**Entries provided:**

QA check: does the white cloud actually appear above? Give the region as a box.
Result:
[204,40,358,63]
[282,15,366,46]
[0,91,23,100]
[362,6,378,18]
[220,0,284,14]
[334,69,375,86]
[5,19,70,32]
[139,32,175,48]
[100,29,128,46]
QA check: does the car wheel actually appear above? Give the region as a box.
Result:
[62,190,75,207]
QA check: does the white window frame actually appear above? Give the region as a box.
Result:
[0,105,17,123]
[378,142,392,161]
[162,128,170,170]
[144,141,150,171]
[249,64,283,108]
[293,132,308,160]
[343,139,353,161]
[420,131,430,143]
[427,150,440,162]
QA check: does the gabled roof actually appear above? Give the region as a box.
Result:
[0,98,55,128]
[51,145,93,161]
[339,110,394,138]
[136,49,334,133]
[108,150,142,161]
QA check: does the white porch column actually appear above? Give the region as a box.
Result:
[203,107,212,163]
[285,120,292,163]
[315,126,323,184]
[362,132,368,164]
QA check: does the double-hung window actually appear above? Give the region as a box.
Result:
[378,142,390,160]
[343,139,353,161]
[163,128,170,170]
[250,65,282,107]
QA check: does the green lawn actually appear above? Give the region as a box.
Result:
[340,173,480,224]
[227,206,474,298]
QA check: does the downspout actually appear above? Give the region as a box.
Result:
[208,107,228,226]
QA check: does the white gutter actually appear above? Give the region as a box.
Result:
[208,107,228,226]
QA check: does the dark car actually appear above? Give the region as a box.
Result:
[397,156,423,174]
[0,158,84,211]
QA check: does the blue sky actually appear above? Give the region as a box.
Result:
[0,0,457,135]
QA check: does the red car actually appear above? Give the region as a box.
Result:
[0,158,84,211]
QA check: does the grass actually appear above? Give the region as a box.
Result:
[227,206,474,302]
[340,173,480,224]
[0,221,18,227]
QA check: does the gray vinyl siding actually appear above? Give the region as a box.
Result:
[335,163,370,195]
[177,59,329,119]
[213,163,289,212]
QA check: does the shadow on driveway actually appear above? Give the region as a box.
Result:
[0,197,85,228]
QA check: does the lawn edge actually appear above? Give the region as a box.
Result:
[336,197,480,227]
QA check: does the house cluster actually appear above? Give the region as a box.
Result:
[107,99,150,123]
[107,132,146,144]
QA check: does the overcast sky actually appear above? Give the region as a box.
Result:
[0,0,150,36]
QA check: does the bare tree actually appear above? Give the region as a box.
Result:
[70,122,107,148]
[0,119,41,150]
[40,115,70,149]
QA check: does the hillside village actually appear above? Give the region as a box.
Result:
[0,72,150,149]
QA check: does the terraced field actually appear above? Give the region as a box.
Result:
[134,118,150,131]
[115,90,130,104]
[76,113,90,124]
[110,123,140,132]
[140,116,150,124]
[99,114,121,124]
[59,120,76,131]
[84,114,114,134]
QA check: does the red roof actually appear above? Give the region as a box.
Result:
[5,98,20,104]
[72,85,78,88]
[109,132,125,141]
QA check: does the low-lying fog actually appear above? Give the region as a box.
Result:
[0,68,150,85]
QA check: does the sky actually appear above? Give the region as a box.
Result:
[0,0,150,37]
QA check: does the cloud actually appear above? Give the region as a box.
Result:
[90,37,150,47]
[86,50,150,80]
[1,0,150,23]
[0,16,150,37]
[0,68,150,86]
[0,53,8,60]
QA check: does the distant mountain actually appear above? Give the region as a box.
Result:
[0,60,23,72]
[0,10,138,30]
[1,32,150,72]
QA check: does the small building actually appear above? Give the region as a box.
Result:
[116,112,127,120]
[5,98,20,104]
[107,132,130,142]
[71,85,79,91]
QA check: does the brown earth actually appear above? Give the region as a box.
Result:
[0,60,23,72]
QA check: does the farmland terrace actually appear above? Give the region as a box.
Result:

**Aim:** Reproduce all of the material above word for word, from the first line to the last.

**The solution:**
QA check: does the white cloud actually appear above? Give the region as a box.
Result:
[204,40,358,63]
[282,15,366,46]
[0,91,23,100]
[362,6,378,18]
[220,0,284,14]
[334,69,375,86]
[5,19,70,32]
[139,32,175,48]
[100,29,128,46]
QA check: does the car wheel actually appear above? Give the region as a box.
Result:
[62,190,75,207]
QA check: does the white window frame actually appear above? Give the region as a box.
Result:
[0,105,17,123]
[378,142,392,161]
[162,128,170,170]
[144,141,150,171]
[249,64,283,108]
[293,132,308,160]
[343,139,353,161]
[420,131,430,143]
[427,150,440,162]
QA check: does the gabled roof actually appear above? Give the region as a box.
Result:
[0,98,55,128]
[51,145,93,161]
[339,110,394,138]
[136,49,334,133]
[108,150,142,161]
QA check: does the white porch column actually appear above? Give the region as a box.
Result:
[203,107,212,163]
[285,120,292,163]
[315,126,323,184]
[362,132,368,164]
QA check: does the double-hung window actually appear above? Give the region as a box.
Result:
[378,142,390,160]
[343,139,353,161]
[163,128,170,170]
[250,65,282,107]
QA check: does the green lawn actually appear above? Give the region as a box.
Result:
[340,173,480,224]
[227,206,474,298]
QA check: does the downspout actually appear above? Give the region as a box.
Result:
[208,107,228,226]
QA check: does the white gutter actually appear above? Give the region as a box.
Result:
[208,107,228,226]
QA check: does the dark car actually appear above? Give the region as a box.
Result:
[397,156,423,174]
[0,158,84,211]
QA check: does the blue sky actually appear above? Give the region as a box.
Result:
[0,0,457,135]
QA check: does the red car actually appear above? Give the region as a box.
Result:
[0,158,84,211]
QA check: does the grass actually appear above? Give the region as a box.
Result:
[227,206,474,302]
[340,173,480,224]
[0,221,18,227]
QA check: does the gray vinyl siding actually appear above? Give the region as a box.
Result:
[335,163,370,195]
[177,59,329,119]
[213,163,289,212]
QA check: does the shadow on driveway actually appear above? Give the region as a box.
Result:
[0,197,85,228]
QA check: does the lawn edge actually appear above? Give the region as a box.
Result:
[336,197,480,227]
QA check: does the house cluster actually appear above? Give the region as a box.
Result:
[107,99,150,123]
[107,132,146,144]
QA check: does the overcast sky actually appear above? Give the region as a box.
Result:
[0,0,150,36]
QA check: does the bare tree actually appear above? Give the region as a box.
Result:
[70,122,107,148]
[0,119,41,150]
[40,115,70,149]
QA check: does the hillside village actually appear above? Give the region as a box.
Result:
[0,72,150,149]
QA check: does the terraced field actually appear above? Give the region as a box.
Result:
[134,118,150,131]
[115,90,130,104]
[76,113,90,124]
[110,123,140,132]
[140,116,150,124]
[99,114,121,124]
[59,120,76,131]
[84,114,114,134]
QA check: does the red roof actually appear above? Give the region as a box.
Result:
[5,98,20,104]
[72,85,78,88]
[109,132,125,141]
QA check: does the low-lying fog actually appear above? Give the region as a box.
Result:
[0,68,150,85]
QA check: does the sky actually appear above? Give the region as a box.
Result:
[0,0,150,37]
QA check: does the cloud actually appear above? Give the region as a box.
Result:
[90,37,150,47]
[86,50,150,80]
[1,0,150,23]
[0,16,150,37]
[0,68,150,86]
[0,53,8,60]
QA check: does the distant mountain actually appear above? Give the region as a box.
Result:
[0,60,23,72]
[0,10,138,30]
[1,32,150,72]
QA check: does the small building actually appear above? Give the region as a box.
Result:
[116,112,127,120]
[5,98,20,104]
[107,132,130,142]
[71,85,79,91]
QA check: does the brown earth actually appear above? Give the region as a box.
Result:
[0,60,23,72]
QA check: does the farmland terrace actually appear above? Give the region as a box.
Result:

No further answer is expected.